» **To do**:
Write out, character for character, the line containing "metal wall bracket" and all lines after it up to the end of the listing.

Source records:
□ □ □ □

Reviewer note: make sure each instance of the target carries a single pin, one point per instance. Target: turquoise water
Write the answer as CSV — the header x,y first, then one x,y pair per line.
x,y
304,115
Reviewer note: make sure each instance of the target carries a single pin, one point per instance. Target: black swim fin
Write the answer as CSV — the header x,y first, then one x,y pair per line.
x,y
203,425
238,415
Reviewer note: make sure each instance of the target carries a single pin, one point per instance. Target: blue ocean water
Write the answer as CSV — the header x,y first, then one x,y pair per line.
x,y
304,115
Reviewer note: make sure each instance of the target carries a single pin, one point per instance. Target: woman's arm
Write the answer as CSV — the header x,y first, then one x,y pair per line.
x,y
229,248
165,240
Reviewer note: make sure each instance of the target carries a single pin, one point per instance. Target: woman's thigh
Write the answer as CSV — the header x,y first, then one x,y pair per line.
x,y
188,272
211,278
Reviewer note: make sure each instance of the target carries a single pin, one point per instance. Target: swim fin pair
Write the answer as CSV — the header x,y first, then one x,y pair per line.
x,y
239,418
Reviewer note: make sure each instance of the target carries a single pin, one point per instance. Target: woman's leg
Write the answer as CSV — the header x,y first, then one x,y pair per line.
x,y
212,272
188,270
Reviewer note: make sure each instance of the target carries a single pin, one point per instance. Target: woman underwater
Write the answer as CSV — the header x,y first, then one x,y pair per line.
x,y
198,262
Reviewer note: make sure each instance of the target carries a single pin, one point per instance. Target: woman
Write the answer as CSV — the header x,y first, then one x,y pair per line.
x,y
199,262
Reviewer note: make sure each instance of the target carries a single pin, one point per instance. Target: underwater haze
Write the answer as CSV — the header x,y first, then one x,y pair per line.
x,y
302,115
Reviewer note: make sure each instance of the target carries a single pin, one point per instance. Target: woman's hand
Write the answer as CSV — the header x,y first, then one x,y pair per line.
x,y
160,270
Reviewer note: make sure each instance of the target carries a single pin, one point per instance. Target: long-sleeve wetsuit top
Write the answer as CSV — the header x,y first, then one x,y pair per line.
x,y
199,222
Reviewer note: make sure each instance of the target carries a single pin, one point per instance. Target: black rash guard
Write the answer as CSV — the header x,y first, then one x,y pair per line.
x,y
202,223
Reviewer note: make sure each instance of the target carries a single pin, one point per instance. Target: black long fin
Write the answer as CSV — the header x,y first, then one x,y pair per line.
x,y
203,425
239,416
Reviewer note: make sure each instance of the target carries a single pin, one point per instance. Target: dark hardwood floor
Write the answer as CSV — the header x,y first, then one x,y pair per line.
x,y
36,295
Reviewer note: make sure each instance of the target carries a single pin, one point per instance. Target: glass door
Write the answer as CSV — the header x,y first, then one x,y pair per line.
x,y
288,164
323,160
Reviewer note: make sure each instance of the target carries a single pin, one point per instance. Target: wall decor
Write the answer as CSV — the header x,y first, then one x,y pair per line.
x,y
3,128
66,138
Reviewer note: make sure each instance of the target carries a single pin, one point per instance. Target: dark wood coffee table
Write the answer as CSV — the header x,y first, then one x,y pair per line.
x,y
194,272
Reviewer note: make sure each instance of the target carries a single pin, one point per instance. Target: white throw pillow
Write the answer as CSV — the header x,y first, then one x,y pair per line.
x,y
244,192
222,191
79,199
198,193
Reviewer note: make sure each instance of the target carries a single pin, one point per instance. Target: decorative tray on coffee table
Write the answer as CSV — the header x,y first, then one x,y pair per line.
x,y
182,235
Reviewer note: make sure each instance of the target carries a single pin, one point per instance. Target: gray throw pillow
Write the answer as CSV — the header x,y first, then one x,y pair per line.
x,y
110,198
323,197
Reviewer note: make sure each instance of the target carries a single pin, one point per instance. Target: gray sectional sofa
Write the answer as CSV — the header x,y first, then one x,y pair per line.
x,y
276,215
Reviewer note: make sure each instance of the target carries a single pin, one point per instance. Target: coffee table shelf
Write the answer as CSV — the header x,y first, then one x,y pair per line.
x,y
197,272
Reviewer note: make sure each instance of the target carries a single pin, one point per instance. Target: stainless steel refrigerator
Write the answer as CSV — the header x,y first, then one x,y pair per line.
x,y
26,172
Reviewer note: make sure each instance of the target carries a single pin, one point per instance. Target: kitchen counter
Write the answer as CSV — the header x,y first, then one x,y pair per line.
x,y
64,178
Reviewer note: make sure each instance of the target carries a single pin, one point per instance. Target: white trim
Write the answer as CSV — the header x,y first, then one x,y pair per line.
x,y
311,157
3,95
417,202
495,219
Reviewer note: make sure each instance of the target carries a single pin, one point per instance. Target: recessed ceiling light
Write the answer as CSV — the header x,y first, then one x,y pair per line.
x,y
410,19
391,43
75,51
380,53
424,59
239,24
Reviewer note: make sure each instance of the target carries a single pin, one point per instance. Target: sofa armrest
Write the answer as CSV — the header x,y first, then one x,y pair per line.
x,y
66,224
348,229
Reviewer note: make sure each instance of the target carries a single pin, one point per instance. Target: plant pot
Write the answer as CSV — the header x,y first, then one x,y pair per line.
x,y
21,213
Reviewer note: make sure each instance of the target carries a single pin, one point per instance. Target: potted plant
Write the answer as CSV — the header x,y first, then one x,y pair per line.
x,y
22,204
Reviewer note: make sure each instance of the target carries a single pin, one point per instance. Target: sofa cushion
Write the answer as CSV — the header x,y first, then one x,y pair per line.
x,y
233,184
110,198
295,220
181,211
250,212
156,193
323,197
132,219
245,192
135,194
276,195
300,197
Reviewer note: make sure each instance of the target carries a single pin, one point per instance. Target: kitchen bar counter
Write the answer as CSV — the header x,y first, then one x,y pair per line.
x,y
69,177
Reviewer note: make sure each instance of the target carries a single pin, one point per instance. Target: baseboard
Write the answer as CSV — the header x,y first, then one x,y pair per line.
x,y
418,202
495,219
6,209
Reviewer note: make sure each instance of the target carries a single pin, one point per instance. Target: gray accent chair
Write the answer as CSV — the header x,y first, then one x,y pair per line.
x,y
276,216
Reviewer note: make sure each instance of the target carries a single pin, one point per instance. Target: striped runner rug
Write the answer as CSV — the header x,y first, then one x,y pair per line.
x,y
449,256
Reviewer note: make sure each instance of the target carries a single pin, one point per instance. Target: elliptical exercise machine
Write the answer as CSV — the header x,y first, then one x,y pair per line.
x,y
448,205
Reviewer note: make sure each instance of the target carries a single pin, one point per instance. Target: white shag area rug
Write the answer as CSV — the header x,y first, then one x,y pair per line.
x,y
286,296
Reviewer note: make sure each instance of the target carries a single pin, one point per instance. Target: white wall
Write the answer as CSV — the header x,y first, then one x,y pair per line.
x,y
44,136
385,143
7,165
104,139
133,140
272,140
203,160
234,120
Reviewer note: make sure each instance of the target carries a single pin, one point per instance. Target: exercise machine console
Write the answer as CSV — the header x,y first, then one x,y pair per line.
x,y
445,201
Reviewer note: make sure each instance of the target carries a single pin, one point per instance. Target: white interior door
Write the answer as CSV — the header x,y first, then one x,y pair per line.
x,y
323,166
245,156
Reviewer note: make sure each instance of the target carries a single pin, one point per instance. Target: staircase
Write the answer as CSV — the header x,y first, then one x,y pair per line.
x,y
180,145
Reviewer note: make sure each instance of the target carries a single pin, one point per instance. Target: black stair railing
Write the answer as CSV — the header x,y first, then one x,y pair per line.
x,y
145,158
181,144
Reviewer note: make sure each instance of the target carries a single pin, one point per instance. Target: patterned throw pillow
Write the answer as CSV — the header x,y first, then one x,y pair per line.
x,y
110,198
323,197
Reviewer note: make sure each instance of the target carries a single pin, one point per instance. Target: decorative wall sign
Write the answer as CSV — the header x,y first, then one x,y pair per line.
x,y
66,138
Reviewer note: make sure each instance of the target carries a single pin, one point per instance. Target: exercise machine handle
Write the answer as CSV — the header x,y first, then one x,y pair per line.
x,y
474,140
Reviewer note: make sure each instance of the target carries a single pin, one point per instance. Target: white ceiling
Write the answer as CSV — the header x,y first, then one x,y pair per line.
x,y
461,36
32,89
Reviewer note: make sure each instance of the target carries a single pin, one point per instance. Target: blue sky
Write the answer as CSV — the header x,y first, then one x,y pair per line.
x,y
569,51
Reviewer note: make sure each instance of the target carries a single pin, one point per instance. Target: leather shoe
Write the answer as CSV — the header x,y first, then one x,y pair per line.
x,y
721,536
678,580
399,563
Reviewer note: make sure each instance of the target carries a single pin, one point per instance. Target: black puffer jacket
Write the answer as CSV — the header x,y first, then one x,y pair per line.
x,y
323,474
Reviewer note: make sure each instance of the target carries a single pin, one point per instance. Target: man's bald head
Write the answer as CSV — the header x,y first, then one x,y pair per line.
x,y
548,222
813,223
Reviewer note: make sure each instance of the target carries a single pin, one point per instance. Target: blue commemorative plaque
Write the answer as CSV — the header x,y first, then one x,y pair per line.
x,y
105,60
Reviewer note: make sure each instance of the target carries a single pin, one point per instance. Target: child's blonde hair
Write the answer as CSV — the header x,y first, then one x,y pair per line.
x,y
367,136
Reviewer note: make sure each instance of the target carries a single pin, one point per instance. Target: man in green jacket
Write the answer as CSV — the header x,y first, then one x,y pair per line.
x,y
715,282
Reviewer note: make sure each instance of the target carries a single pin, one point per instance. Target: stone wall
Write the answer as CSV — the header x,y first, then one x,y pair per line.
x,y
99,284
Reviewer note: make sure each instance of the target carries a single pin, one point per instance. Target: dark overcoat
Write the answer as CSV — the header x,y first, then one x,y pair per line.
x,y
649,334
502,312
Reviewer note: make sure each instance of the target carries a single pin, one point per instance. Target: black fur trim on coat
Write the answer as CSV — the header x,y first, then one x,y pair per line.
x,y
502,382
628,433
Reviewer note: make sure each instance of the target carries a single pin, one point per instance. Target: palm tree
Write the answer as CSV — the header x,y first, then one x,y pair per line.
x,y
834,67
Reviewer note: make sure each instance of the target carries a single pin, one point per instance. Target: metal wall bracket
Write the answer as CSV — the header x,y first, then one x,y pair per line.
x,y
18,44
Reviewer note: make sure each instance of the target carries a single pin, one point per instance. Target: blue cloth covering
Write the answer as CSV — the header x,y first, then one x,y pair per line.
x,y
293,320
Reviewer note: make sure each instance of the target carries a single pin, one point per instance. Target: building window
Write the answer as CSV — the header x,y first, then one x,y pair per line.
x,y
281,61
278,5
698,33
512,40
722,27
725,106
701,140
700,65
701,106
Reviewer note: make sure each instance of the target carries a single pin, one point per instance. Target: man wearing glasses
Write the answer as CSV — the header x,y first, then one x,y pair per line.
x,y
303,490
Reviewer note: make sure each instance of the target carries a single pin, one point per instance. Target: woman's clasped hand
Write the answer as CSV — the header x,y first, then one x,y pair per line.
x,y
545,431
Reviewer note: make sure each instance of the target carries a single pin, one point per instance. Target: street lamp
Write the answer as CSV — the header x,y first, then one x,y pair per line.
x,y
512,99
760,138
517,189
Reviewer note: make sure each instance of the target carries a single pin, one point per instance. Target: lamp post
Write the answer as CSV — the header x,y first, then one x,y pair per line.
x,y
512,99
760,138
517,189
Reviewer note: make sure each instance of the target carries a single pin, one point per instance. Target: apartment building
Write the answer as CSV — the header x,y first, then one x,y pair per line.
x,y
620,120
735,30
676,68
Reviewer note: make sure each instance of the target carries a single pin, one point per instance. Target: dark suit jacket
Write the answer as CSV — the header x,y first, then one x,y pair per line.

□ □ □ □

» **Answer to this exercise**:
Reviewer note: make sure each instance of the target carries a single pin, one point per instance. Target: metal wall bracket
Write the answer as CSV — the header x,y first, then one x,y pair per line.
x,y
18,44
Reviewer note: make sure each instance of the target carries a single pin, one point per instance. Target: blue cloth covering
Write the answer as CSV — the header x,y first, then one x,y pair per line.
x,y
293,320
Reviewer note: make sure each instance of the target carries a single pin, one point per instance. Target: building window
Write the answer as CSV — the header x,y first, then one x,y pair per line.
x,y
281,61
278,5
698,33
512,40
722,27
725,106
701,140
700,65
701,106
Reviewer note: make sure each instance of the target carries a single pin, one point per instance. Target: man wearing glasses
Write the answer as CSV — the header x,y first, then one x,y pair per line.
x,y
303,490
Reviewer note: make sure each instance of the target carries a single pin, one point per instance. Target: woman's clasped hand
Write the answer as CSV — the header x,y first, then one x,y pair per line.
x,y
545,431
Reviewer note: make sure each instance of the target carries a single pin, one point per instance. Target: street lamp
Write the answer as CSV — the header x,y first, then one x,y pair per line.
x,y
512,99
760,138
517,189
Reviewer note: make sure each instance of the target carries a single pin, one point per instance. Target: lamp post
Write the answer as CSV — the header x,y first, then one x,y pair per line.
x,y
512,99
760,138
517,189
Reviewer note: make sure each instance of the target carries a single pin, one point per instance. Target: apartment building
Write the answer as CSV — the header x,y first, then one x,y pair per line.
x,y
620,120
735,30
676,68
Reviewer note: make sure each instance of the target carries a single pin, one point per instance. Target: dark suit jacket
Write the answer as CSV — the header x,y first, then one x,y pair per line.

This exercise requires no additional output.